──────── Input data ────────

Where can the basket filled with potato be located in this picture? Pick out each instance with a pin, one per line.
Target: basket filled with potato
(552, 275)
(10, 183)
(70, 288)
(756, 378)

────────

» **Stated exercise**
Copy out every line of the records above word for word, with nothing changed.

» **Final answer**
Where can the basket filled with potato be located in this picture? Pick out each instance with a pin, one per line.
Target: basket filled with potato
(552, 275)
(10, 183)
(70, 288)
(756, 378)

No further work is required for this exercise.